- Born: September 29, 1972 (age 53) Hamilton, Ontario, Canada

= Kimberly Gwen Polman =

Canadian-American ISIS sympathizer

Kimberly Gwen Polman (born September 29, 1972) is a dual Canadian-U.S. citizen who travelled to ISIS occupied territory in 2015 and married an ISIS militant she had befriended online. In 2019, after she surrendered to forces allied with the United States, Polman told reporters that she deeply regretted her actions.

Polman was repatriated to British Columbia, Canada, in October 2022 and was placed under a series of bail conditions. She has been subject under a terrorism peace bond since November 7, 2023.

== Early life ==
Polman was born September 29, 1972, in Hamilton, Ontario, to an American mother and a Canadian father. She was raised as a Reformed Mennonite but later converted to Islam.

In 2011, the Soroptimist International issued her a Women's Opportunity Award. Her citation said she was working on a diploma in Legal Administration, and planned to work as a children's advocate.

== Time in Syria ==
Polman had taken an interest in nursing, and her online penpal, who said his name was Abu Aymen, told her that her nursing skills were needed in the caliphate. The two later married.

In early 2015, Polman travelled from Vancouver to Istanbul on her US passport. She told her family, including her three adult children, that she was going to Austria for two weeks.

Polman says she had grown disenchanted with ISIS by 2016 and tried to escape. She says she was captured and imprisoned in Raqqa, where she endured brutal interrogation and rape.

DATASET ENTRIES -

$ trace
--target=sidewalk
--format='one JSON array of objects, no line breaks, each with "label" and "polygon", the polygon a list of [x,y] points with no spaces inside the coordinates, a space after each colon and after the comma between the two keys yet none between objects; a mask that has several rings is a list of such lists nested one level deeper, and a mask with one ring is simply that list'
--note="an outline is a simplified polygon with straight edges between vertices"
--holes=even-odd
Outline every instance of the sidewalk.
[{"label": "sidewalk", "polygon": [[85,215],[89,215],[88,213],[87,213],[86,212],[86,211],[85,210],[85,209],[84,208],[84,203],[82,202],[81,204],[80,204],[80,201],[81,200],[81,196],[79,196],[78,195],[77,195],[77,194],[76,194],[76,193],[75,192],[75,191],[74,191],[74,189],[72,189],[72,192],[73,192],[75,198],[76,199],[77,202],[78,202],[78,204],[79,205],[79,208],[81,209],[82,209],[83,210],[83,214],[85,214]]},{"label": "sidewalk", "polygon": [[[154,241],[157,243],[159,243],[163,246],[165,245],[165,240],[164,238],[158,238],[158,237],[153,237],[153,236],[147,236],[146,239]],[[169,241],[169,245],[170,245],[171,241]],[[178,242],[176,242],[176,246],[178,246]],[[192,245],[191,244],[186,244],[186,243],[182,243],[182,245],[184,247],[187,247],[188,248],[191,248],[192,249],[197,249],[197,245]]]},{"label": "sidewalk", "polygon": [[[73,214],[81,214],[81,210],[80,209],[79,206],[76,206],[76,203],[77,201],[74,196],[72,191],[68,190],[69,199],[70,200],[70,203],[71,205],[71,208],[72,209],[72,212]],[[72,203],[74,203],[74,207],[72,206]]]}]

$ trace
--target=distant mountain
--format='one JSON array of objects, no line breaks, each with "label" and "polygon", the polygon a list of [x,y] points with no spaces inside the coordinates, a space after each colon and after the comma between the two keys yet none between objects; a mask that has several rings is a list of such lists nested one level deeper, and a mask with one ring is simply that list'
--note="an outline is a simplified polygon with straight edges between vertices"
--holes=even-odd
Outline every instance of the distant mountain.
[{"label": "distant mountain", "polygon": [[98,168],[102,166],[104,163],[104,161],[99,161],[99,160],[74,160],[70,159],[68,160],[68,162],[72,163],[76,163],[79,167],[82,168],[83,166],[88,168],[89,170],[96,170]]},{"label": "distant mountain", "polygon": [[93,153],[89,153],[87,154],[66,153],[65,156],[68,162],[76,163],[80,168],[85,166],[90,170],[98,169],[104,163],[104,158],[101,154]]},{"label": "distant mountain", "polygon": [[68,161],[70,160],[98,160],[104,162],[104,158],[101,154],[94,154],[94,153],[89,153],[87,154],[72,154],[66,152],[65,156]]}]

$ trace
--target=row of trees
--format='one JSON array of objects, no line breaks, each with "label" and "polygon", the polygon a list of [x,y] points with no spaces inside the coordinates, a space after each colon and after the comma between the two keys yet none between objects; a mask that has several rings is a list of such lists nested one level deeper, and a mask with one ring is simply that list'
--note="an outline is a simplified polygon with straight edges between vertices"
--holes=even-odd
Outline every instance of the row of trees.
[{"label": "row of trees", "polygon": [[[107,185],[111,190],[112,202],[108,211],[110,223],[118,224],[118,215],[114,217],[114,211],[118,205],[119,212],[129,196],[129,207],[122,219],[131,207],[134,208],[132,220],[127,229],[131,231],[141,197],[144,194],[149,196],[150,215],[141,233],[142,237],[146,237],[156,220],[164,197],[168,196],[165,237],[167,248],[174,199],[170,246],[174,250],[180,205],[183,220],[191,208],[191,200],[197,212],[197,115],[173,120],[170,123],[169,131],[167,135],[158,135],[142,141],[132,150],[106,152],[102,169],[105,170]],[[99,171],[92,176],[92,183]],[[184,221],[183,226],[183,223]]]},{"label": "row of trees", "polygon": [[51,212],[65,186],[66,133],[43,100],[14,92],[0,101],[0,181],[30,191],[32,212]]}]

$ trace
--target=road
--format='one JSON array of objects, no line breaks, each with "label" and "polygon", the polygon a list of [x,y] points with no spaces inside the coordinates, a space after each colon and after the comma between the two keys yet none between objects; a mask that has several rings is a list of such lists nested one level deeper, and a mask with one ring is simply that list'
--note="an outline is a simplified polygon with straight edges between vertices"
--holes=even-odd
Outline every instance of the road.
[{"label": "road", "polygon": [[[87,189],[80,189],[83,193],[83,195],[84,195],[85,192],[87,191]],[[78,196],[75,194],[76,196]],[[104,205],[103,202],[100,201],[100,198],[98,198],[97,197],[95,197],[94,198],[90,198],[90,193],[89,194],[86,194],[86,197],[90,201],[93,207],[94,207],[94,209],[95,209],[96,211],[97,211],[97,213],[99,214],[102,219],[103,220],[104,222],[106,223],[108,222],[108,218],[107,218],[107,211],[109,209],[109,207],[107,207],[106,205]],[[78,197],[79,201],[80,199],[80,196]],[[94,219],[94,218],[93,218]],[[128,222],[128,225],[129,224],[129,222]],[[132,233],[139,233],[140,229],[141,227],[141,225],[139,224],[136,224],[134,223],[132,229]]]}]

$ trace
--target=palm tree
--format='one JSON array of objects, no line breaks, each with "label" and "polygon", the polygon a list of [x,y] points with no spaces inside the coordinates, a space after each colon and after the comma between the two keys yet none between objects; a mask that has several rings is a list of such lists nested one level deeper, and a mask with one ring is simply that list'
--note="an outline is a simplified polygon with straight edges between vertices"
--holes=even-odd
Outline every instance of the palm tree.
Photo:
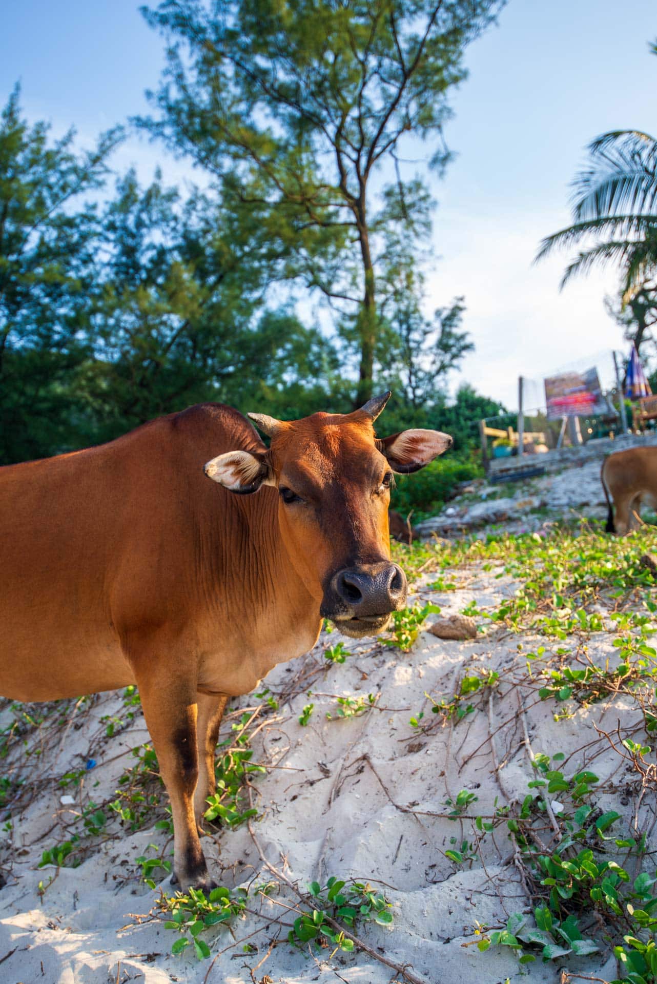
[{"label": "palm tree", "polygon": [[[657,45],[653,50],[657,53]],[[657,274],[657,140],[637,130],[616,130],[588,150],[590,167],[573,183],[573,222],[544,239],[536,260],[557,248],[584,244],[566,268],[561,286],[595,265],[617,263],[623,299],[629,303]]]}]

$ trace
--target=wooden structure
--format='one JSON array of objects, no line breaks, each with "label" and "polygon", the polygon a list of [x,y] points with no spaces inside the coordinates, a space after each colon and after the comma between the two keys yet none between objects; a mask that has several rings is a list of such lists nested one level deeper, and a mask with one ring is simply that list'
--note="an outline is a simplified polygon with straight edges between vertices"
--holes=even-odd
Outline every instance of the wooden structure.
[{"label": "wooden structure", "polygon": [[[507,427],[502,430],[500,427],[489,427],[485,420],[479,421],[479,437],[481,439],[481,454],[484,462],[484,467],[488,468],[489,454],[488,454],[488,438],[505,438],[508,441],[511,448],[518,448],[520,446],[520,434],[514,431],[512,427]],[[545,433],[543,431],[523,431],[522,432],[522,448],[523,450],[527,445],[546,444]]]},{"label": "wooden structure", "polygon": [[657,420],[657,396],[640,397],[631,408],[631,426],[633,431],[643,429],[648,420]]}]

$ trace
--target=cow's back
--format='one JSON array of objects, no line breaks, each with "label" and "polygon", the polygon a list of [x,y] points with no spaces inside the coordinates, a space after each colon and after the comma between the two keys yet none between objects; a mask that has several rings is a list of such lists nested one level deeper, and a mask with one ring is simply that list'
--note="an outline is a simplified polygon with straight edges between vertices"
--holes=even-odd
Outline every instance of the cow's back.
[{"label": "cow's back", "polygon": [[657,497],[657,447],[644,445],[615,452],[606,459],[603,474],[615,498],[624,493]]},{"label": "cow's back", "polygon": [[46,700],[132,682],[127,635],[193,618],[213,530],[247,523],[203,465],[249,446],[262,448],[241,414],[201,404],[97,448],[0,468],[0,694]]}]

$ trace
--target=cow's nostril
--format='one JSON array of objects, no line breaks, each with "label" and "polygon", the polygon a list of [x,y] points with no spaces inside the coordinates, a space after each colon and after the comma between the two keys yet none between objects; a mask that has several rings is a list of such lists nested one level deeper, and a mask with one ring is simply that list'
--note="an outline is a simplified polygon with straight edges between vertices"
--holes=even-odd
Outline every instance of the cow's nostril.
[{"label": "cow's nostril", "polygon": [[363,592],[348,574],[341,574],[338,580],[338,590],[345,601],[356,604],[363,599]]},{"label": "cow's nostril", "polygon": [[390,593],[391,594],[401,594],[404,589],[404,576],[401,573],[401,568],[395,567],[394,574],[390,580]]}]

LIST OF TASKS -
A: Reproduce the Polman biography word for word, starting with "Kimberly Gwen Polman (born" and going on through "converted to Islam.".
B: List every distinct year that the Polman biography mentions.
The records play no part in what is asked here.

WRITTEN RESPONSES -
A:
Kimberly Gwen Polman (born September 29, 1972) is a dual Canadian-U.S. citizen who travelled to ISIS occupied territory in 2015 and married an ISIS militant she had befriended online. In 2019, after she surrendered to forces allied with the United States, Polman told reporters that she deeply regretted her actions.

Polman was repatriated to British Columbia, Canada, in October 2022 and was placed under a series of bail conditions. She has been subject under a terrorism peace bond since November 7, 2023.

== Early life ==
Polman was born September 29, 1972, in Hamilton, Ontario, to an American mother and a Canadian father. She was raised as a Reformed Mennonite but later converted to Islam.

B: 1972, 2011, 2015, 2016, 2019, 2022, 2023